■ Data lines ■
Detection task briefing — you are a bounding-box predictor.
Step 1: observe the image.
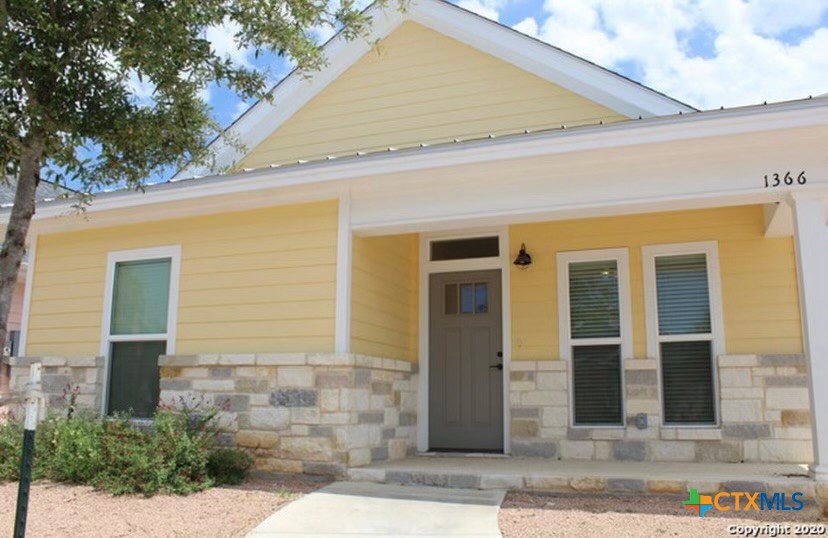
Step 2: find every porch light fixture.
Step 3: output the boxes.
[514,243,532,269]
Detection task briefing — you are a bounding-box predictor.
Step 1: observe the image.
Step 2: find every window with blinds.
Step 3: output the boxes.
[107,253,172,418]
[568,260,623,426]
[654,252,716,425]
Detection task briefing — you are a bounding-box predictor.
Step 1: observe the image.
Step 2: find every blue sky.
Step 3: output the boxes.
[144,0,828,185]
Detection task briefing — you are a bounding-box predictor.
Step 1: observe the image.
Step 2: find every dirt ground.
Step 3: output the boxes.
[500,493,828,538]
[0,478,324,538]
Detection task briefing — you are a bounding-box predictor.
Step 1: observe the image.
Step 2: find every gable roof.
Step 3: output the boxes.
[178,0,695,180]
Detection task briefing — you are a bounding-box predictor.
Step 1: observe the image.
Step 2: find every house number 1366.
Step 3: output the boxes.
[765,170,808,189]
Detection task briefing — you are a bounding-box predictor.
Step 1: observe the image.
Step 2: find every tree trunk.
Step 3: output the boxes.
[0,135,44,358]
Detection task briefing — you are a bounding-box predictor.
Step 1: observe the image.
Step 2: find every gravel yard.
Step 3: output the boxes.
[500,493,826,538]
[0,478,324,538]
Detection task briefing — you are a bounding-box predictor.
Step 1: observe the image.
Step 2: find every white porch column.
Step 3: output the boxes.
[791,193,828,481]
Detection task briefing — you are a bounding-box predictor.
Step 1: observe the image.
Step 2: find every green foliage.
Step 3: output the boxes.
[0,408,244,495]
[35,410,103,484]
[207,448,253,486]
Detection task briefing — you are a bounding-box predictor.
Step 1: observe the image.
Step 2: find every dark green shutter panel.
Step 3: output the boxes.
[572,345,624,426]
[109,341,167,418]
[661,341,716,424]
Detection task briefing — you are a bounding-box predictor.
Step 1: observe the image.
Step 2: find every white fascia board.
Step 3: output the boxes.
[29,99,828,220]
[172,8,405,181]
[410,0,695,118]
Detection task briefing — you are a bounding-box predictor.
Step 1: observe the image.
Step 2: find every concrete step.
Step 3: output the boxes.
[348,457,828,500]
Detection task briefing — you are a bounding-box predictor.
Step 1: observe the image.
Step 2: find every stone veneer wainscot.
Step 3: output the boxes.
[8,353,417,476]
[509,355,813,463]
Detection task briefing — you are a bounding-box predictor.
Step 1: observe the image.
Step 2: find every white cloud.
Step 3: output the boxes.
[205,20,251,67]
[532,0,828,108]
[512,17,538,37]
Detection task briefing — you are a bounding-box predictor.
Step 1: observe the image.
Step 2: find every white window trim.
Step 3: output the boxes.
[641,241,727,429]
[557,248,633,429]
[100,245,181,414]
[417,227,512,454]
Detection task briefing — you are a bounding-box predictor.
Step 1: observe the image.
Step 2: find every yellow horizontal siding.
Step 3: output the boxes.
[351,231,419,361]
[509,206,802,360]
[27,202,337,355]
[239,22,624,168]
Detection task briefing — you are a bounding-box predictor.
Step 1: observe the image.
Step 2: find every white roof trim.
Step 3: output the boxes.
[35,98,828,221]
[173,0,695,180]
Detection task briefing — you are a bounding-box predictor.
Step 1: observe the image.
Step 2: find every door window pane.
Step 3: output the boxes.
[474,282,489,314]
[111,258,171,334]
[108,341,167,418]
[460,284,474,314]
[446,284,457,314]
[569,260,621,339]
[572,345,623,426]
[431,237,500,262]
[655,254,711,335]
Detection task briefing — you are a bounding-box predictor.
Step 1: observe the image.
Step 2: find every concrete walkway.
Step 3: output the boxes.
[248,482,505,538]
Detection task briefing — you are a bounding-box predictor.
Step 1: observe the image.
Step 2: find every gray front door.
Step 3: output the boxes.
[428,270,503,451]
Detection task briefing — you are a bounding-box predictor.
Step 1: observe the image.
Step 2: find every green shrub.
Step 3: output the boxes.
[0,402,233,495]
[207,448,253,486]
[35,415,103,484]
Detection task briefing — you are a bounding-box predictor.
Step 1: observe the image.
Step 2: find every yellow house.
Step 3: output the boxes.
[6,0,828,479]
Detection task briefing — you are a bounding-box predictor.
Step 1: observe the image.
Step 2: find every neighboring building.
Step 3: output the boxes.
[0,179,74,394]
[4,0,828,479]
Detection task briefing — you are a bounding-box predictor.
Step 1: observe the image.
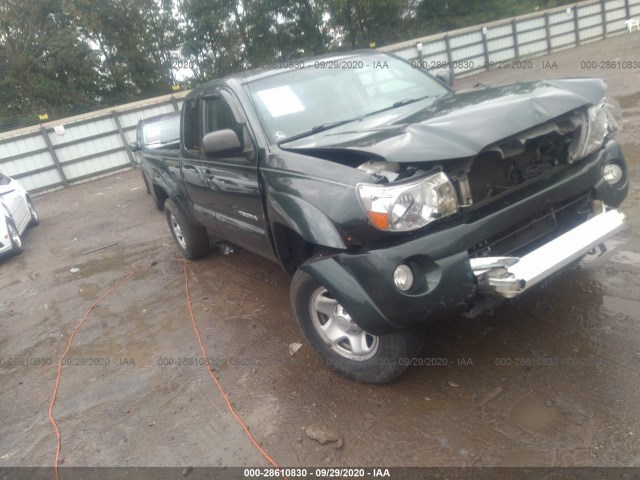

■ What you have to do ■
Swap "bounding-box predictor" for "object locator" everywhere in the records above, keeping every other line unchanged, and leave the pictures out.

■ Exercise output ■
Detection task briefing — you are a object locator.
Step 1: observe the image.
Step 2: find every porch light fixture.
Step 3: output the boxes.
[514,243,532,269]
Detection task briefing — you are a object locator.
Step 1: observe the image.
Step 2: find every window with blinds.
Step 3: output the boxes.
[107,253,172,418]
[568,260,623,426]
[654,252,716,425]
Detection task briefing — you are a object locator.
Step 1: observe the image.
Step 2: find every blue sky.
Step 3: output the boxes.
[144,0,828,185]
Detection task briefing — you are a object locator.
Step 1: observe the image.
Step 2: find every dirt ground.
Step 3: output the boxes.
[500,493,828,538]
[0,478,324,538]
Detection task briefing — you are a object locator.
Step 1: observe the image.
Step 2: find every gable roof.
Step 3: output the boxes.
[178,0,695,180]
Detection task briefing — you are a object locator.
Step 1: observe the image.
Step 2: find every house number 1366.
Step 3: output the boxes.
[765,170,808,189]
Detection task briefing — you are a object locator.
Step 1: observe the image.
Step 2: find every tree trunk.
Step 3: output the boxes.
[0,135,44,358]
Detection task briefing — you are a object locator.
Step 1: observe the image.
Step 2: find every gravel yard.
Step 3: output the boxes.
[500,493,826,538]
[0,478,324,538]
Detection task briefing — you are a object locator.
Step 1: observe the image.
Step 2: find every white porch column.
Step 3: output the boxes.
[791,193,828,481]
Detection task briefing — you are a object locator.
Step 1: observe the image.
Step 2: find every green foliage.
Step 3: output the boxes.
[0,408,244,495]
[35,410,103,484]
[207,448,253,486]
Detection task briefing — you are a object locator.
Step 1: observe the image.
Step 2: find every dark green shutter panel.
Step 3: output the boxes.
[572,345,624,426]
[109,341,167,418]
[661,341,716,424]
Detection task briefing — you are a object locator.
Step 1: observe the image.
Step 2: find every white fascia board.
Step 3: output the boxes.
[29,99,828,220]
[172,8,405,181]
[410,0,695,118]
Detection task briefing — you are a object locator.
Step 1: observe the image.
Step 2: find every concrete step.
Step 3: output the boxes.
[348,457,828,500]
Detection task briefing — you are a object locator.
Step 1: observe the image.
Step 2: find every stone veneer wainscot.
Step 3: output the boxes.
[8,353,417,476]
[509,355,813,463]
Detection task briefing — you are a object locator.
Step 1: observe the image.
Step 2: find every white cloud.
Step 3: output the boxes.
[205,20,251,67]
[532,0,828,108]
[512,17,538,37]
Detection task briefing — you are a object locator.
Step 1: observe the image.
Step 2: find every white window trim.
Step 3: output the boxes.
[641,241,727,429]
[557,248,633,429]
[100,245,181,414]
[417,227,512,454]
Detection task briefing — you are a object locator.
Step 1: observe the image.
Step 2: find every yellow horizontal siding.
Step 3: output the boxes.
[351,231,419,361]
[509,206,802,360]
[27,202,337,355]
[239,22,624,168]
Detection task briefing — you are a object locator.
Step 1: observe the image.
Step 2: find every white roof trim.
Step 3: output the boxes.
[35,98,828,221]
[173,0,695,180]
Detection task briefing — you are a object locator.
Step 1: observe the image.
Step 2: find every door window pane.
Step 3: output the boxes.
[474,282,489,314]
[111,258,171,334]
[108,341,167,418]
[460,284,474,314]
[446,284,457,314]
[569,260,621,339]
[572,345,623,426]
[431,237,500,262]
[655,254,711,335]
Detection task briefing — you are a object locator.
Step 1: observe the image.
Step 2: find every concrete walkway.
Step 3: output the boxes.
[248,482,505,538]
Detection task briefing — you are a object locator.
Step 1: observe the image.
Step 2: find every gray front door.
Step 3: output the boxes.
[428,270,503,451]
Detection task briefing — you are a object locator.
Step 1: observe the image.
Step 2: find every green shrub.
Step 3: output the boxes.
[0,402,233,495]
[207,448,253,486]
[35,415,103,484]
Detection task briefing — you are a object locator.
Step 1: observe the image.
Step 2: find every yellow house.
Step 3: output the boxes.
[6,0,828,479]
Detection task briefing — you are a object locator.
Step 1: observe the image.
Step 2: find every neighboring building.
Step 3: output the boxes.
[0,179,74,394]
[4,0,828,479]
Detection task briefing — you are a object locator.
Step 1: observe the image.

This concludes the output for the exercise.